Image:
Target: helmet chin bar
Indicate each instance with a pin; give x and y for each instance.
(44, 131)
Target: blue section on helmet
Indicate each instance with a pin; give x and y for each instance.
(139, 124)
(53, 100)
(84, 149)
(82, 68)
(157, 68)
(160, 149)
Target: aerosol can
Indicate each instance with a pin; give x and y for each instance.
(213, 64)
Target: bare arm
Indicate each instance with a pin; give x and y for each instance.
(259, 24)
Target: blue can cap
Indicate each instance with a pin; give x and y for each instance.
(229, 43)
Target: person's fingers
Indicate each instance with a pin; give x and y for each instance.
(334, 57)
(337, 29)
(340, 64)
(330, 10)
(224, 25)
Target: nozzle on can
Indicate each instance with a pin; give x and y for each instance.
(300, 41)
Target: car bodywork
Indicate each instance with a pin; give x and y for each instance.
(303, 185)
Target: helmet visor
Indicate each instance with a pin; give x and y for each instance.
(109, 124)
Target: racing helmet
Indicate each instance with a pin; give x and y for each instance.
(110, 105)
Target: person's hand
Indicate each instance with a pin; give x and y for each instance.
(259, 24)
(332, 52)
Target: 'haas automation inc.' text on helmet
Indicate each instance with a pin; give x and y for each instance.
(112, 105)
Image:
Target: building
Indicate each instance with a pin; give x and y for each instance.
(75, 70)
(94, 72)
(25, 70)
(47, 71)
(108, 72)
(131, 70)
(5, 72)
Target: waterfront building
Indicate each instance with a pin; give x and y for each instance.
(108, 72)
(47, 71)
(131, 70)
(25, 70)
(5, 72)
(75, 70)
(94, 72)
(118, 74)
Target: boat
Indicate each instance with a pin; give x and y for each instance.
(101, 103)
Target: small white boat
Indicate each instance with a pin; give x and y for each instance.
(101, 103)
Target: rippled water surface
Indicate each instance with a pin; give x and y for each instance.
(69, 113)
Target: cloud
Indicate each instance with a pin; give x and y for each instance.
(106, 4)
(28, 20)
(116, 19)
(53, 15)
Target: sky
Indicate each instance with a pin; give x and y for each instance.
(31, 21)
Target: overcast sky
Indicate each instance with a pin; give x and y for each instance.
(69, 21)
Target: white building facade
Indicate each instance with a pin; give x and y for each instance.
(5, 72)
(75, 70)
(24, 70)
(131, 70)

────────────────────────────────────────

### GOAL OF THE EXERCISE:
Down to the last line, retype the entries above exactly.

### COMPLETED TASK:
Image:
Target: helmet chin bar
Indicate each instance with a pin; give x and y for each instance.
(44, 131)
Target: blue section on helmet
Indicate each instance with a pin; give x and y for each instance.
(139, 124)
(53, 100)
(84, 149)
(82, 68)
(157, 68)
(160, 149)
Target: aerosol can
Indicate each instance with a pin; give x and y for each instance.
(213, 64)
Target: bare arm
Indicate each instance with a pin; give x and y for each instance.
(259, 24)
Target: blue can cap
Indicate each instance with a pin; give x and y for each instance.
(229, 43)
Target: person's fingers
Indicate each instance with a pin; give x and y for each instance.
(334, 57)
(337, 29)
(340, 64)
(330, 10)
(224, 25)
Target: nozzle on can
Indicate each instance with a pin; give x and y for each instance.
(300, 41)
Target: car bodywork
Indicate each instance with a pin; give x and y for each instance.
(303, 185)
Target: helmet visor
Indicate each instance with a pin; give x and y for each instance.
(109, 124)
Target: racing helmet
Indicate each instance with a pin; give x and y for each instance.
(110, 105)
Target: person's hand
Indicate each instance with a pin; give x and y for each instance.
(259, 24)
(332, 52)
Target: 'haas automation inc.' text on helmet
Indicate each instance with a pin; give x and y for each instance.
(112, 105)
Image:
Target: building
Indicate each instance with a pin; give x and y for each instance.
(75, 70)
(94, 72)
(25, 70)
(47, 71)
(108, 72)
(131, 70)
(5, 72)
Target: waterfront building
Indicate each instance with a pin; give x and y for each instance.
(108, 72)
(47, 71)
(131, 70)
(25, 70)
(5, 72)
(75, 70)
(94, 72)
(118, 74)
Target: boat
Indicate each instance with a pin; give x and y for each instance.
(101, 103)
Target: small white boat
Indicate each instance with a pin; give x and y for each instance.
(101, 103)
Target: rippled water surface
Indicate each instance with a pin; give x and y for each instance.
(69, 113)
Target: cloud
Indicate each instance with a pin; give x and y for each instance.
(106, 4)
(28, 20)
(116, 19)
(53, 15)
Target: sky
Indicate each instance with a pin; give x and y for each instance.
(31, 21)
Target: overcast sky
Indicate each instance with a pin; give x and y for each instance.
(69, 21)
Target: white building facade
Indicate each instance with a pin; give x and y for each instance.
(5, 72)
(75, 70)
(24, 70)
(131, 70)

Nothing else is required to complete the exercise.